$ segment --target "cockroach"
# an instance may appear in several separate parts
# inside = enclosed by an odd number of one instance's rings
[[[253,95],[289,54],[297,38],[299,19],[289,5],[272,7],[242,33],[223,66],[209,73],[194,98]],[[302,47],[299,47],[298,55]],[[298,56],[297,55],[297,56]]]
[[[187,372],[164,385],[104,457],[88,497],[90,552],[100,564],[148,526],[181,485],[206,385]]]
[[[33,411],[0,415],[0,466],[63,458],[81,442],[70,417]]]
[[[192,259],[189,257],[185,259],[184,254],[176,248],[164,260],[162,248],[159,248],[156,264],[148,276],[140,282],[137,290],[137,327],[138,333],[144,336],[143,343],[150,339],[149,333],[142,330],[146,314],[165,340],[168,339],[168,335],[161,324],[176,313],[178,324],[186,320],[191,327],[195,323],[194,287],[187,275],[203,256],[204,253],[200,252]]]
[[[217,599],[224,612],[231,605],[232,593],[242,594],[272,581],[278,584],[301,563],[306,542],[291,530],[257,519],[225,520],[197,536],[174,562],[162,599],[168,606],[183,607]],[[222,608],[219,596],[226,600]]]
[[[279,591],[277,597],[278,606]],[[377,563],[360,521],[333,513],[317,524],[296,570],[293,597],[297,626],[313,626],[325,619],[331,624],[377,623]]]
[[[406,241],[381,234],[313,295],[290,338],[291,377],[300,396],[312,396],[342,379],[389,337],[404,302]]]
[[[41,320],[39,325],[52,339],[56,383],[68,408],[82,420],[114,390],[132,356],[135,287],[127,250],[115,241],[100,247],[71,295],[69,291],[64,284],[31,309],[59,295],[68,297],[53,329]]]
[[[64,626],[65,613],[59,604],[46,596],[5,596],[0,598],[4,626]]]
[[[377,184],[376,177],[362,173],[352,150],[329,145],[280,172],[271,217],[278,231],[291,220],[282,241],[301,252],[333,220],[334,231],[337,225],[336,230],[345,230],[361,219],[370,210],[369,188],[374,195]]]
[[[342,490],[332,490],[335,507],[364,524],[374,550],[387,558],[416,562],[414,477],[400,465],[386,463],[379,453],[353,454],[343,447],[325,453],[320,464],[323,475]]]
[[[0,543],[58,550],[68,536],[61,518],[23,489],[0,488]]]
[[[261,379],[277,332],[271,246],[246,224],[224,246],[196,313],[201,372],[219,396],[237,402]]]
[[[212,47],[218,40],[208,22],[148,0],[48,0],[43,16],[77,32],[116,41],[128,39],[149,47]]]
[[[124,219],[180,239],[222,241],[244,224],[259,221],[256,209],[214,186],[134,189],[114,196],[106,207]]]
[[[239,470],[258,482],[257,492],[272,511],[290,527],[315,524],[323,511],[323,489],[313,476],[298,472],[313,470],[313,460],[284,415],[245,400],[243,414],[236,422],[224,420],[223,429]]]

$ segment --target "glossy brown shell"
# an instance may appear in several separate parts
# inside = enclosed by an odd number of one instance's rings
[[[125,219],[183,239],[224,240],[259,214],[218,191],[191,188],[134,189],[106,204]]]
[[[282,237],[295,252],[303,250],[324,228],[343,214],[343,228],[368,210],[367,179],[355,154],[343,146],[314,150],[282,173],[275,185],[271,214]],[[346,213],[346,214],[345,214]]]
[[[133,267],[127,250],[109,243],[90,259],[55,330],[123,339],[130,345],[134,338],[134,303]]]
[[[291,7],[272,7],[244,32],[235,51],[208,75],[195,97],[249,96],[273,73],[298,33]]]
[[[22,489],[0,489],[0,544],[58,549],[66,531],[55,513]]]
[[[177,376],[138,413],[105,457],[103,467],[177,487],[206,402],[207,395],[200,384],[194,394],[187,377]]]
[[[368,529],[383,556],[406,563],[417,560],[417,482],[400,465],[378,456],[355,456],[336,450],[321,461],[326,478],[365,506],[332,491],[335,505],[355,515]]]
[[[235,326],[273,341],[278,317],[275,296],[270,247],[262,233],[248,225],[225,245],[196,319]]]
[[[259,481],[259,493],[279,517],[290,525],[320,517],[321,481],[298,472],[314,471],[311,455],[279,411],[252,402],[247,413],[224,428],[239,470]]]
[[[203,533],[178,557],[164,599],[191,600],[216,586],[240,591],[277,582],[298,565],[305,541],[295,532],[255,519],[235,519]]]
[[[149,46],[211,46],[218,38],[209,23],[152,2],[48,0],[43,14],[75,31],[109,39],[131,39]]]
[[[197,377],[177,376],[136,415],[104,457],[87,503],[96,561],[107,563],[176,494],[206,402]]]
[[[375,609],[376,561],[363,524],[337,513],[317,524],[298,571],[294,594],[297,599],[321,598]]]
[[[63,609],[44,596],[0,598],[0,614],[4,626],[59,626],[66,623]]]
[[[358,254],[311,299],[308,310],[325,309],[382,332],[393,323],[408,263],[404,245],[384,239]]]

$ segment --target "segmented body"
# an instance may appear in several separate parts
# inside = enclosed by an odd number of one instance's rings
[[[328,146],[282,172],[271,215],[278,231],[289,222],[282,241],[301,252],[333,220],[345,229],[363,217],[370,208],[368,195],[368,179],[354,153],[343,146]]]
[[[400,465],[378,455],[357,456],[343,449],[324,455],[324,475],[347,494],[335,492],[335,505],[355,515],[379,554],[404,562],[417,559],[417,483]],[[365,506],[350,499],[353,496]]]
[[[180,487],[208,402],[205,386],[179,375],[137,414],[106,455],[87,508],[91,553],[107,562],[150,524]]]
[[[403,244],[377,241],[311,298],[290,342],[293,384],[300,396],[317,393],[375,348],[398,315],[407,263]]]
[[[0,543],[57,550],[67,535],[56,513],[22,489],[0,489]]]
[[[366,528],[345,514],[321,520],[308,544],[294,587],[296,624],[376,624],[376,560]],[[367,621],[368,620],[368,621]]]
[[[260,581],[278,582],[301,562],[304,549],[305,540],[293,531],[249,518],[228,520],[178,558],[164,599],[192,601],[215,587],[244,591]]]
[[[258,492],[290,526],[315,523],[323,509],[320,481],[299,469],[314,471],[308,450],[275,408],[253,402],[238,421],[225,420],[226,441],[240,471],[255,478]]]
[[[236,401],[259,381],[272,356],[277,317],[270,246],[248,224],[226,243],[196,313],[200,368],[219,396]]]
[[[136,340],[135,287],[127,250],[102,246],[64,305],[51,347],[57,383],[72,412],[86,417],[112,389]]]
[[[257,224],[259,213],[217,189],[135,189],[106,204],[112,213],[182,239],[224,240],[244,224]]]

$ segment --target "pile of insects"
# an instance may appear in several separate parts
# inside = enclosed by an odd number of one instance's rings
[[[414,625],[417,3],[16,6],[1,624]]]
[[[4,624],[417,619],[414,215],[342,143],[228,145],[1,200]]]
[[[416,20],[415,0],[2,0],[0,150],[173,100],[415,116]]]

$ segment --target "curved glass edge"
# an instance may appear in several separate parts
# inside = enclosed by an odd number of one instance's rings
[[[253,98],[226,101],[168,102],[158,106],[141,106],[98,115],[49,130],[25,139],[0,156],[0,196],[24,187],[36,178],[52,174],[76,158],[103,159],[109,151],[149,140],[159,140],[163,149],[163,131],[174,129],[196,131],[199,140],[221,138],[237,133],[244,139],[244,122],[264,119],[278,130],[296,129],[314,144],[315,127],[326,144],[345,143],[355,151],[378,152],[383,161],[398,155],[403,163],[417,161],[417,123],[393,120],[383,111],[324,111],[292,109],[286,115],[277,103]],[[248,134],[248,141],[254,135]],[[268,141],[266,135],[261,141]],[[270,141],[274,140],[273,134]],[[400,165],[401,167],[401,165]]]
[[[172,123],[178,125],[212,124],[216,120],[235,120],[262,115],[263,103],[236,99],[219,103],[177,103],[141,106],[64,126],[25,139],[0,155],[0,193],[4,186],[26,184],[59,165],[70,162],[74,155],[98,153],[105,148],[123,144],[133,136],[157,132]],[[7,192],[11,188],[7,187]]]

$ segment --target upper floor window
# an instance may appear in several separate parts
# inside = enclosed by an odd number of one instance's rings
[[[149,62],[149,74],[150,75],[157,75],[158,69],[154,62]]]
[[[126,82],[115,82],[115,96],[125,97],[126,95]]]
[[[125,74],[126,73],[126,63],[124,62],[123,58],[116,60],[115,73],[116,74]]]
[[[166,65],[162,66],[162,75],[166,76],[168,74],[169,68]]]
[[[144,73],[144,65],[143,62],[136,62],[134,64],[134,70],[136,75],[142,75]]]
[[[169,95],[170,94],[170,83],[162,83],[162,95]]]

────────────────────────────────────────

[About this task] Each line from the one containing "upper floor window" through the final line of the listing above should be returned exactly; return nothing else.

[Final answer]
$ segment --target upper floor window
# an instance may appear in several separate parts
# inside = enclosed by an odd number of one instance's rings
[[[149,62],[149,74],[150,75],[157,75],[158,69],[154,62]]]
[[[126,82],[115,82],[115,96],[125,97],[126,95]]]
[[[125,74],[126,73],[126,63],[124,62],[123,58],[116,60],[115,73],[116,74]]]
[[[166,65],[162,66],[162,75],[166,76],[168,74],[169,68]]]
[[[144,73],[144,65],[143,62],[136,62],[134,64],[134,70],[136,75],[142,75]]]
[[[169,95],[170,94],[170,83],[162,83],[162,95]]]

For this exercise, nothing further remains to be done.